=== Excerpted passage ===
=== Begin Enclosure ===

For the past several months, Belmar Police Chief Andrew Huisman has been working with Lake Como officials to develop a plan to improve the traffic flow and reduce speed on these west-to-east streets, which provide direct access to the Belmar beach.

“We’re relying on the police department to give us advice and direction, and that is where this ordinance is coming from,” said Mayor Brian Wilton.

During a public comment session before the ordinance’s introduction, Scott Rast of 17th Avenue, a former borough council member, expressed his concern that the traffic plan is not based on a professional traffic study. The last time such a review was conducted, he said, was in 2000 to 2001, and its findings contradict what is outlined in the latest plan. “It is not well thought-out. We will have more traffic because residents still have to get out,” he said, adding that the proposed plan would be sending traffic farther up 17th Avenue. “There is no (north-south) outlet, except E Street and Newman Street. I don’t see the sense (of the plan) without a profession opinion.”

When Councilman Douglas Witte questioned whether making Redmond Street one-way eastbound would increase beach-bound traffic on that street, Belmar Police Detective Captain Thomas Cox said it would be unlikely many beachgoers would change their current practice of using 18th, 16th or 10th Avenue in Belmar to head to the Belmar boardwalk.

Councilman Kevin Higgins said he plans on reviewing the final measure with South Belmar Fire Chief Ronald Whille to ensure all his concerns have been addressed in terms of emergency vehicle access.

A public hearing and final vote on the ordinance is scheduled for Wednesday, June 28 at 7:30 p.m. — just in time for the traditionally jam-packed Fourth of July holiday.

=== End Enclosure ===

=== Task instructions ===
[1] In the traffic ordinance article, when are the public hearing and final vote set to take place?
[2] Repeat word for word the part of the traffic ordinance article from "When Councilman Douglas" up to and including "emergency vehicle access.".
[3] Name every person in the traffic ordinance article.
The records are separate material, apart from the traffic ordinance article.

=== Data listing ===
=== Begin Enclosure ===

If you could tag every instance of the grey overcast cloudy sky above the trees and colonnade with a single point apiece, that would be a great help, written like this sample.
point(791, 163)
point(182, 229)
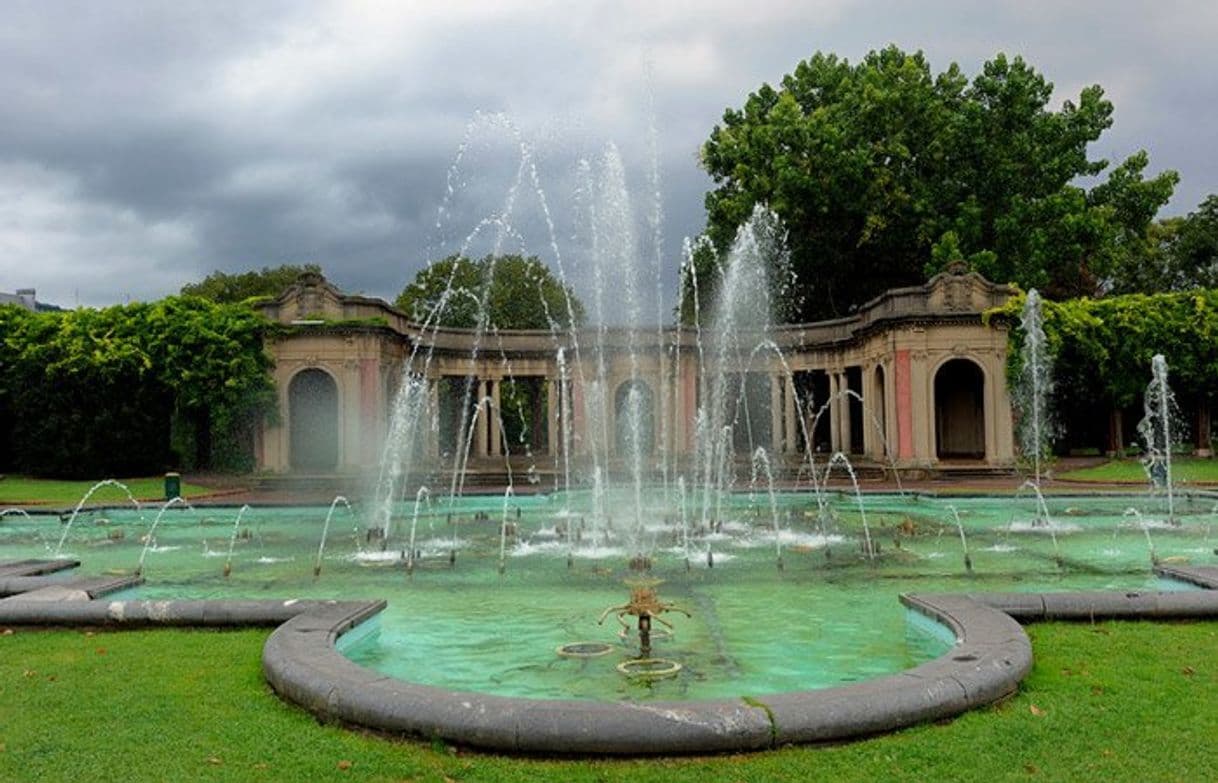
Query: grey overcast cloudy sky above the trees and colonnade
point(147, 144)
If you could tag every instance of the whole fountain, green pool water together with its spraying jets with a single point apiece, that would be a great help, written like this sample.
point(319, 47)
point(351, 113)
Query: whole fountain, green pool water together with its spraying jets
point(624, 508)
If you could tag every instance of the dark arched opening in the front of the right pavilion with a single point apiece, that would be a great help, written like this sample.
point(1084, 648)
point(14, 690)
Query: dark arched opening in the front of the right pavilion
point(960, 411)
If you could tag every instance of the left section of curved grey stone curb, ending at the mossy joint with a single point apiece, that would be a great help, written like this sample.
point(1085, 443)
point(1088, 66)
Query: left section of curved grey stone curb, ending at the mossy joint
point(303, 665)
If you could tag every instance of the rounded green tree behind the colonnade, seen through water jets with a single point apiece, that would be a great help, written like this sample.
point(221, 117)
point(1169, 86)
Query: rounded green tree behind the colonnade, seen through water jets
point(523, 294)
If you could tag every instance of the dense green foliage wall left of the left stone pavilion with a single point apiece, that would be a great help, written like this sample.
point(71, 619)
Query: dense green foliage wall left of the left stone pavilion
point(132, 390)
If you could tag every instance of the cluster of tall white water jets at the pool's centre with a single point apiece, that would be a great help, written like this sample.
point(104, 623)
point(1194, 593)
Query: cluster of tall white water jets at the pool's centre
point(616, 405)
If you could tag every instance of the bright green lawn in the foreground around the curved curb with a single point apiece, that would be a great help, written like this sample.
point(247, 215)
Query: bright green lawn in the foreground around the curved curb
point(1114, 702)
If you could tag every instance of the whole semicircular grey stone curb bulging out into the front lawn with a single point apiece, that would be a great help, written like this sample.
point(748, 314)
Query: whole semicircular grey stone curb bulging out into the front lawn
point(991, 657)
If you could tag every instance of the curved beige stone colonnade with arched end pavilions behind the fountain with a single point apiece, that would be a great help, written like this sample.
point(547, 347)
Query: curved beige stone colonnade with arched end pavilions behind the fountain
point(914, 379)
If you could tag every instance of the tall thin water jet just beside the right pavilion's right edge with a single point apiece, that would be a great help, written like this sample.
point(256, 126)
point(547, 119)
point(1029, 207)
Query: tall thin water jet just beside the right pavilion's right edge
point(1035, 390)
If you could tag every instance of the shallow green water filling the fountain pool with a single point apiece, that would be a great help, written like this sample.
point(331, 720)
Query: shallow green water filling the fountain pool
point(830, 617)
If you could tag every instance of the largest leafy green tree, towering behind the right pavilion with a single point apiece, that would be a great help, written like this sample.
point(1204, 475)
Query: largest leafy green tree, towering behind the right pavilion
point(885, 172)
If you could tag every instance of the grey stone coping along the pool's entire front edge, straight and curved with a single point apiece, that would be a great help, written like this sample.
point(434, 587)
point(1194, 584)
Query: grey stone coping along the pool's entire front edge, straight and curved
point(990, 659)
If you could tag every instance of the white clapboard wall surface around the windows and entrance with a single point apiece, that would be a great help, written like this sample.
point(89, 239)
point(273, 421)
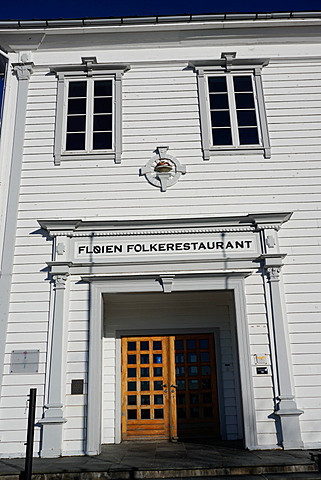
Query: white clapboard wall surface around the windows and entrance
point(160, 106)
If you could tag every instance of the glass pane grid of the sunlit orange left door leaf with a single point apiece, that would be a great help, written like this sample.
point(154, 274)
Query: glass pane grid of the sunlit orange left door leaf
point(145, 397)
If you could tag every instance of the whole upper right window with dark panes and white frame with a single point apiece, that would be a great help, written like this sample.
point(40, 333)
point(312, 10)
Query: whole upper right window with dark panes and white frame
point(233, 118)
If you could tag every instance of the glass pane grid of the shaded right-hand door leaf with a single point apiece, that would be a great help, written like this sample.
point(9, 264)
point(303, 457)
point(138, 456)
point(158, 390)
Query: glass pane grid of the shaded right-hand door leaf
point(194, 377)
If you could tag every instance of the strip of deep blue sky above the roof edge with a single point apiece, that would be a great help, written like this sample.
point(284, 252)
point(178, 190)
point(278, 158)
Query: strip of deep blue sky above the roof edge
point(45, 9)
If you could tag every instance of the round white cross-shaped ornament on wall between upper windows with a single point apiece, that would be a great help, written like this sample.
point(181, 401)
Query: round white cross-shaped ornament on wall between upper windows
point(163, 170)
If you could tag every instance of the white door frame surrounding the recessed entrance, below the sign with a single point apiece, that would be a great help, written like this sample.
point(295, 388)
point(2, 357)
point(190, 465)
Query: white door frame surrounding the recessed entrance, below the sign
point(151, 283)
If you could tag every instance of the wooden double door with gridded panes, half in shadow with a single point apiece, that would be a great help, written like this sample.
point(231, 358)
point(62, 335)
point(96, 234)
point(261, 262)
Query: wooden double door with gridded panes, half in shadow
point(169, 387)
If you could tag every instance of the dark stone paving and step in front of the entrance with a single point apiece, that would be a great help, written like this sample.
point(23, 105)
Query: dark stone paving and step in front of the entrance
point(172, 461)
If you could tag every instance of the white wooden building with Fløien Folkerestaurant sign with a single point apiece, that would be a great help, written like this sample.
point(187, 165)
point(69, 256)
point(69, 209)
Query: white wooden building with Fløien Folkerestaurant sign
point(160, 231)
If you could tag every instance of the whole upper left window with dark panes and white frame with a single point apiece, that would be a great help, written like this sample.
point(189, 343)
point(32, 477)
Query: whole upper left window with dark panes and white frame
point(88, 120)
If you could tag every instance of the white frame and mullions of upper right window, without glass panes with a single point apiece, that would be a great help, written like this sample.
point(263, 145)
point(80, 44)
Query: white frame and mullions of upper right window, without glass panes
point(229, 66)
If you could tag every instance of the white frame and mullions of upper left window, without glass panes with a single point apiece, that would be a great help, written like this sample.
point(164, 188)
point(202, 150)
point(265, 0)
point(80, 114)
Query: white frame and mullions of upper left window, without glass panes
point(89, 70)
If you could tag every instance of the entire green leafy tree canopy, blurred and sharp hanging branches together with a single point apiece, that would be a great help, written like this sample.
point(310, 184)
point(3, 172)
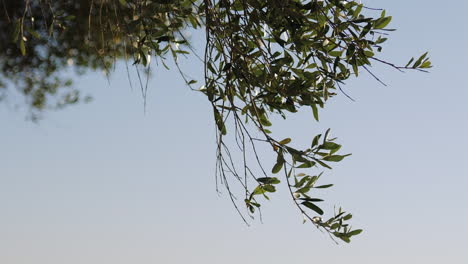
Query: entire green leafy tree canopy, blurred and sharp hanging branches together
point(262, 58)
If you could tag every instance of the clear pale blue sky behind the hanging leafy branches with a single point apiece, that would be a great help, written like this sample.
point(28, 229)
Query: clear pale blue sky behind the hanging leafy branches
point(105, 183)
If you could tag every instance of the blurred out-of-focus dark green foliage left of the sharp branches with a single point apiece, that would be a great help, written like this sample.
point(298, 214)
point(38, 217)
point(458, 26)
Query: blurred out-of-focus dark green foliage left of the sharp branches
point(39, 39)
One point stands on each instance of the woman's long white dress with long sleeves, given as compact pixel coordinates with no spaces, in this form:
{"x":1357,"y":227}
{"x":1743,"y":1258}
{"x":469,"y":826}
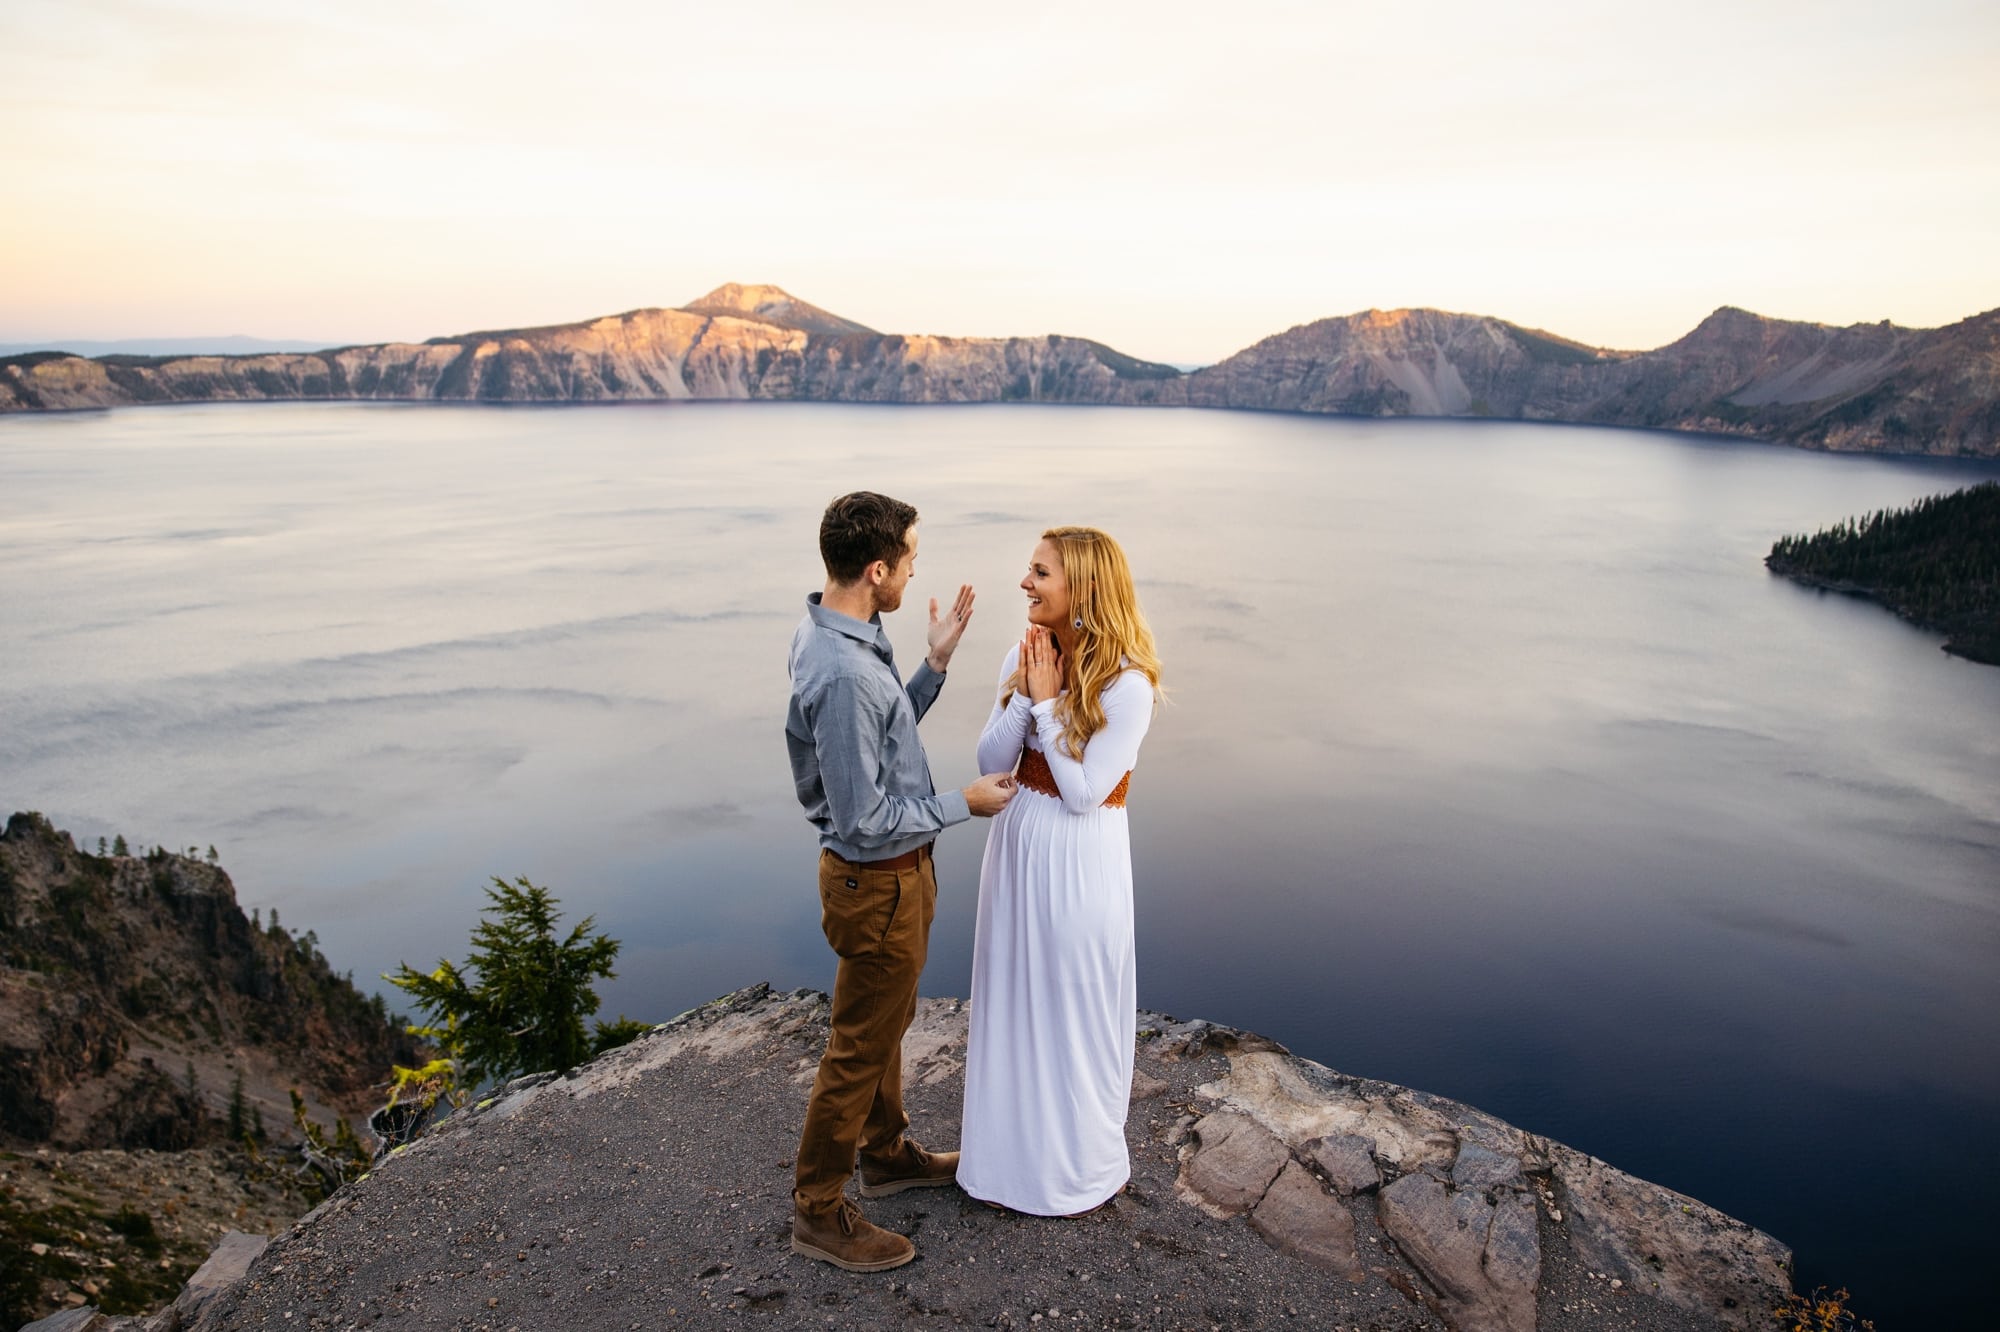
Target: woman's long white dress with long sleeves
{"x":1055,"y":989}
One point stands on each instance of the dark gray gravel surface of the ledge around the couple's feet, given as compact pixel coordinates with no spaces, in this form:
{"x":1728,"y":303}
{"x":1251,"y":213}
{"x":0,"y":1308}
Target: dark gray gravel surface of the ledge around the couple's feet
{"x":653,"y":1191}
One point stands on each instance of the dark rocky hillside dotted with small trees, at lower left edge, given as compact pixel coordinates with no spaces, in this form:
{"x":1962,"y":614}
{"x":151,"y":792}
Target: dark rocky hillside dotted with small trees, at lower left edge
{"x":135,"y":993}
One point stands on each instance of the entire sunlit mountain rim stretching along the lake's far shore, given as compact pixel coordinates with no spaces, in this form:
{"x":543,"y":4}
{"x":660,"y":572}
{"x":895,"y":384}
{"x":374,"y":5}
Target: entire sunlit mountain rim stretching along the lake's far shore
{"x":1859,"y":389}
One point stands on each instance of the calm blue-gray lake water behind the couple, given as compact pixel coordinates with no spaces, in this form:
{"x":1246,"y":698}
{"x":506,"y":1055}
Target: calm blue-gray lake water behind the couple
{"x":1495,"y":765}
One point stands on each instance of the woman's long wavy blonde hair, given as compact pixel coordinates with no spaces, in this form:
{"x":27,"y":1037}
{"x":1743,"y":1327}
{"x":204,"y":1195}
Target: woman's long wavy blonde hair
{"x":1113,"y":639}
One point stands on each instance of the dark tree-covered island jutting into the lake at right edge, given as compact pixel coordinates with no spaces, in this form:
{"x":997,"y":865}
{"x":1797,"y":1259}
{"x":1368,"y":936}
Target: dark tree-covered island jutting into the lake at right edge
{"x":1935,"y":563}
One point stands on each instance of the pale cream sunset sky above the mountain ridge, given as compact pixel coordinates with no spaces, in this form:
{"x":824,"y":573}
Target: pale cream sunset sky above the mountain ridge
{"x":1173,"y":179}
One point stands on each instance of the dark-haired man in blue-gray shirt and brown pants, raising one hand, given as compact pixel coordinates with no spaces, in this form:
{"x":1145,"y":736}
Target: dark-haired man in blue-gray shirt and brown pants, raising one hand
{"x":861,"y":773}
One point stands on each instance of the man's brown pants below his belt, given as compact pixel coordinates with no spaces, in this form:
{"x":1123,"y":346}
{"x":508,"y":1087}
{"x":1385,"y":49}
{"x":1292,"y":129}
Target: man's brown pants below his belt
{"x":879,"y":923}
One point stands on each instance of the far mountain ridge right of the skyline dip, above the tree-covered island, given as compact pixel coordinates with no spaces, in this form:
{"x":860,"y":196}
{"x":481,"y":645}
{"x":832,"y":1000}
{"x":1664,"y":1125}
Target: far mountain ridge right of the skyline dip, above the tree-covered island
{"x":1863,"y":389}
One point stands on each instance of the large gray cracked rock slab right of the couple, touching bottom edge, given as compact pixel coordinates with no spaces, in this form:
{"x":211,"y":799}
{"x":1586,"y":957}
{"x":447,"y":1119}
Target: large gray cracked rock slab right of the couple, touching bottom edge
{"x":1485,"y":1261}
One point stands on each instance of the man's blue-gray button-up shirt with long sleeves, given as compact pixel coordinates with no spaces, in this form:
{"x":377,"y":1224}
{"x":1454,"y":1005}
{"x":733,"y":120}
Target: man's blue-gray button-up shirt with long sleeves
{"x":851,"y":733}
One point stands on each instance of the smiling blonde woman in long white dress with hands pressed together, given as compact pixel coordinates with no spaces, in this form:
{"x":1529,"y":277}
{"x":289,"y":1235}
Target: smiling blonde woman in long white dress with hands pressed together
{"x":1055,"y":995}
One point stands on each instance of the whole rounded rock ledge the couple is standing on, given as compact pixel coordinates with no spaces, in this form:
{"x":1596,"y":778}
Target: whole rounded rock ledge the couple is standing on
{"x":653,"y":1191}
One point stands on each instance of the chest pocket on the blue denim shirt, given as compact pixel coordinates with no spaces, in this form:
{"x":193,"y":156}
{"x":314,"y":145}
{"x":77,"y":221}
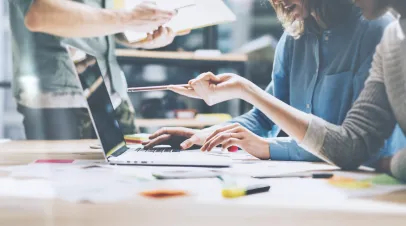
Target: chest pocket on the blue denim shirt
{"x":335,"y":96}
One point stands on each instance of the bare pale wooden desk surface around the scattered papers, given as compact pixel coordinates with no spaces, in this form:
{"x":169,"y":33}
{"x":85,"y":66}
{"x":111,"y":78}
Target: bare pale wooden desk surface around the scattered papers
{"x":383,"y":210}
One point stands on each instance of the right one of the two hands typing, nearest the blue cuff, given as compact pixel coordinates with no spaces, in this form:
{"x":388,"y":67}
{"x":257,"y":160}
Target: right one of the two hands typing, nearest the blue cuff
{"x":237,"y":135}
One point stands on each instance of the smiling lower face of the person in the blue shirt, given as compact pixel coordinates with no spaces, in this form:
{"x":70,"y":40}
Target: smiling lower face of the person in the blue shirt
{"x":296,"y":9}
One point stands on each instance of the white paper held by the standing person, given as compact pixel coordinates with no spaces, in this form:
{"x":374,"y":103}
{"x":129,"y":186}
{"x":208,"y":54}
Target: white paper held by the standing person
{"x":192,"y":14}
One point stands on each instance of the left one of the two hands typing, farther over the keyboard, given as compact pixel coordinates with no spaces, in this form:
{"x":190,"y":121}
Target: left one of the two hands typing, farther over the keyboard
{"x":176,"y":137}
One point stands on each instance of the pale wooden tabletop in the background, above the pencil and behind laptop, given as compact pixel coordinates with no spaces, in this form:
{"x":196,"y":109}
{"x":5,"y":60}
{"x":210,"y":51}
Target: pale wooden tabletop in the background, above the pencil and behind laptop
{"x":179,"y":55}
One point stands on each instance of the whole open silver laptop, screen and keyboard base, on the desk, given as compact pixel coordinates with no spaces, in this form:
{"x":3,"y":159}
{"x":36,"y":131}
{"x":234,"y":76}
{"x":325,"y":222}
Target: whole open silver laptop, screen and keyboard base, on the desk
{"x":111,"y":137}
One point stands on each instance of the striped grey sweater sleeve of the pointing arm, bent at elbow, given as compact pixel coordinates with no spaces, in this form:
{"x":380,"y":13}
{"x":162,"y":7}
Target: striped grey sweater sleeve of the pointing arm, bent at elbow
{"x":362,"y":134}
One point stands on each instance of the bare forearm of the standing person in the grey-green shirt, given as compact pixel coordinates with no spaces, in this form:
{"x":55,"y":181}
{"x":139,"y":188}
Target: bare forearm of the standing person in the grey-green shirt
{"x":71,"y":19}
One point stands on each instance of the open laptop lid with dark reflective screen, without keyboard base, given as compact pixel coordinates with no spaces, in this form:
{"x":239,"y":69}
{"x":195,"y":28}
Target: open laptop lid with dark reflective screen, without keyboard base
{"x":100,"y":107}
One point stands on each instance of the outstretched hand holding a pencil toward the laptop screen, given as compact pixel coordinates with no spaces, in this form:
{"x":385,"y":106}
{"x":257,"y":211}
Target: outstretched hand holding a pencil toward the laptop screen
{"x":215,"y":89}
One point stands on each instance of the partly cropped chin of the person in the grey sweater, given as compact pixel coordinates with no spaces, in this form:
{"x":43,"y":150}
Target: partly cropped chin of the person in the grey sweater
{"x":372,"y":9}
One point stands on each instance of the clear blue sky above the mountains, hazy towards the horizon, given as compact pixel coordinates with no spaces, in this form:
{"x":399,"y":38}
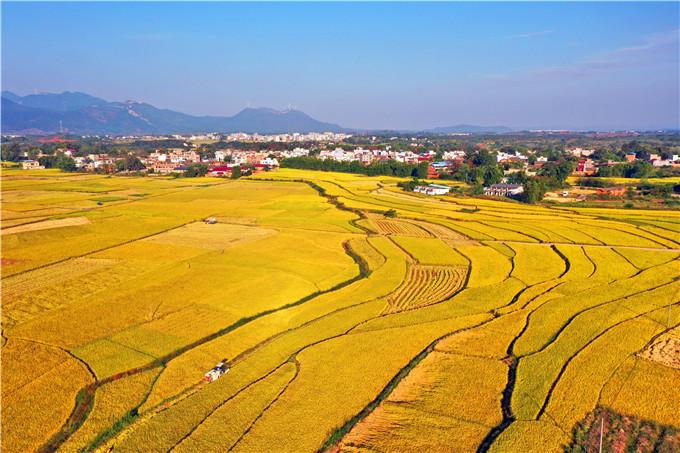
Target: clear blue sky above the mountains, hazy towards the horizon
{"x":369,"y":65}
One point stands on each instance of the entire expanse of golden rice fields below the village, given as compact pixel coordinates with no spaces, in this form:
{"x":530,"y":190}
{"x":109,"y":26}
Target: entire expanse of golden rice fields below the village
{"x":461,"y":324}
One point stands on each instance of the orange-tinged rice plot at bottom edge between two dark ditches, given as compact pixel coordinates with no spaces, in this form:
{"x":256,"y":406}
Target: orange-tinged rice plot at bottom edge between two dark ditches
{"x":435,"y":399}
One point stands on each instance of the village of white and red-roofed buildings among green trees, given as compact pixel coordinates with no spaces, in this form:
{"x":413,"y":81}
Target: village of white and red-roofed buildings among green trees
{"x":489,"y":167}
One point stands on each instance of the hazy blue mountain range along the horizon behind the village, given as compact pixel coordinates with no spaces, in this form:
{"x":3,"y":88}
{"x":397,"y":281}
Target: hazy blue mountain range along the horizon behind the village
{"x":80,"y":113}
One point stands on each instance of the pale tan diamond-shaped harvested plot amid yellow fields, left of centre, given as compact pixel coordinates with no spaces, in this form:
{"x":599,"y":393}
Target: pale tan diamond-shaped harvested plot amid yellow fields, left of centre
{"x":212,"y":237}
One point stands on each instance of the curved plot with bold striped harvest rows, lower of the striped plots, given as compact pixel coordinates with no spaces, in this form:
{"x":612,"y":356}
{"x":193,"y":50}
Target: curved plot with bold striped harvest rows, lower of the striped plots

=== End Enclosure ===

=== Expected responses ===
[1] Wednesday, June 28 at 7:30 p.m.

[2]
When Councilman Douglas Witte questioned whether making Redmond Street one-way eastbound would increase beach-bound traffic on that street, Belmar Police Detective Captain Thomas Cox said it would be unlikely many beachgoers would change their current practice of using 18th, 16th or 10th Avenue in Belmar to head to the Belmar boardwalk.

Councilman Kevin Higgins said he plans on reviewing the final measure with South Belmar Fire Chief Ronald Whille to ensure all his concerns have been addressed in terms of emergency vehicle access.

[3] Andrew Huisman, Brian Wilton, Scott Rast, Douglas Witte, Thomas Cox, Kevin Higgins, Ronald Whille